Data entries:
····················
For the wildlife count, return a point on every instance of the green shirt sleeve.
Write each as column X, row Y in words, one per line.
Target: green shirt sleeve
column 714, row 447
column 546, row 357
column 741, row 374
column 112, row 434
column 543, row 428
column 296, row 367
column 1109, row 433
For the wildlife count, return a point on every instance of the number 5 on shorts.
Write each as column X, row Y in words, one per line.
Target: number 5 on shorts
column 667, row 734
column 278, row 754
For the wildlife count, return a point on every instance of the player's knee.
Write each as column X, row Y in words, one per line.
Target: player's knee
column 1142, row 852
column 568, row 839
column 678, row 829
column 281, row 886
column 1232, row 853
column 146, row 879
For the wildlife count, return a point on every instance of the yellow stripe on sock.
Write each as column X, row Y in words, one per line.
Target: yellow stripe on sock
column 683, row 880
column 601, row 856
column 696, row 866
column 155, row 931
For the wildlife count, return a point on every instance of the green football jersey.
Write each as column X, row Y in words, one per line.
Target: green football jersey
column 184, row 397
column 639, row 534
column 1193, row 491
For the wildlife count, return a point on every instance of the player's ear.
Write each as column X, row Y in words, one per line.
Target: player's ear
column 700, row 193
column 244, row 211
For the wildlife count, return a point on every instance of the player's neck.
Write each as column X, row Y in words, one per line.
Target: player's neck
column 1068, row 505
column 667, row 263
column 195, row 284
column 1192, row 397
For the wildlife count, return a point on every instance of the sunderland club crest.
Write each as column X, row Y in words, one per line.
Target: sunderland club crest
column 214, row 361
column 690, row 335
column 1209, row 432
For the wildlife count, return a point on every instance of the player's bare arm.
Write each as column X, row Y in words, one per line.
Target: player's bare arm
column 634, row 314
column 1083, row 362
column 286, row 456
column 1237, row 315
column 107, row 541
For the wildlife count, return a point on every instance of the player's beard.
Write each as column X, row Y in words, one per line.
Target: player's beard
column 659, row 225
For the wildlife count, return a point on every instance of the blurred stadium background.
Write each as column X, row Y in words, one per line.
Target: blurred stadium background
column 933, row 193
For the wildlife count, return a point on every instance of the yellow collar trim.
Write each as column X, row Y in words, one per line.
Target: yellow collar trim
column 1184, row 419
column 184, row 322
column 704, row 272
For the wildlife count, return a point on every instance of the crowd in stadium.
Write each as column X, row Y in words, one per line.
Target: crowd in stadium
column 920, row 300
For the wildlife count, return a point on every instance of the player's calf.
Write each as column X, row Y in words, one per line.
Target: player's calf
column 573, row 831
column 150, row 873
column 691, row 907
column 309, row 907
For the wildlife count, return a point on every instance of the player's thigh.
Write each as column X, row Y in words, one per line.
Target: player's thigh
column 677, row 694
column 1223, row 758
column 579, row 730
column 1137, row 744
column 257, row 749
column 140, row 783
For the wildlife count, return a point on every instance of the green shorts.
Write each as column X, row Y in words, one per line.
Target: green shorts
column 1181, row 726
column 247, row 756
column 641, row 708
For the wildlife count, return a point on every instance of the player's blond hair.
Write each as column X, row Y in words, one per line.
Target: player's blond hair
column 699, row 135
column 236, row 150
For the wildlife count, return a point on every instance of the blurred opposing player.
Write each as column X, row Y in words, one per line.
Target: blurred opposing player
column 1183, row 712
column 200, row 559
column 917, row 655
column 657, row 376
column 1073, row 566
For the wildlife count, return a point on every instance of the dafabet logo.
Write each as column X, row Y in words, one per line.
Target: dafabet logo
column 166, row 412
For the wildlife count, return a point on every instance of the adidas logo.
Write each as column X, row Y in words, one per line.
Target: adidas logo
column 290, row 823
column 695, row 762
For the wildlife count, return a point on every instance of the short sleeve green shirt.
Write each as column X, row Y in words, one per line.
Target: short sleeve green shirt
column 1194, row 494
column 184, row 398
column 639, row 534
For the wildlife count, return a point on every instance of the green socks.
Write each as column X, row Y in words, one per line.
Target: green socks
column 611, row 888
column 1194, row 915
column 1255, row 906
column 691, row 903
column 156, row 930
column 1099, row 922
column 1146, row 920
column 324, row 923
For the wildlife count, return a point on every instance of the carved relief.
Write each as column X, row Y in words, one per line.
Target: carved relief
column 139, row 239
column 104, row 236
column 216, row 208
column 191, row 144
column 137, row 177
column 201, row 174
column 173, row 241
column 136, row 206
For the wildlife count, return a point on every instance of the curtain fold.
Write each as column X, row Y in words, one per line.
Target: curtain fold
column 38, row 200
····················
GIVEN INSTRUCTION: Format the lines from the start of the data entries through the line containing "column 146, row 879", inclusive, as a JSON list of strings, one string per line, omitting blank lines.

EXPECTED ANSWER:
[
  "For the wildlife count, return a point on every instance of the green shirt sleeve.",
  "Write each as column X, row Y in words, one per line.",
  "Target: green shirt sleeve",
  "column 714, row 447",
  "column 546, row 357",
  "column 741, row 374",
  "column 112, row 434",
  "column 543, row 428",
  "column 296, row 367",
  "column 1109, row 433",
  "For the wildlife count, return a point on every instance of the number 5 on shorts.",
  "Write each as column X, row Y in words, one per line.",
  "Target: number 5 on shorts",
  "column 667, row 734",
  "column 278, row 754",
  "For the wildlife count, return a point on every instance of the player's knee.",
  "Write each as column X, row Y in words, one per line.",
  "Target: player's knee",
  "column 1142, row 852",
  "column 568, row 839",
  "column 678, row 829",
  "column 281, row 886",
  "column 1232, row 853",
  "column 146, row 879"
]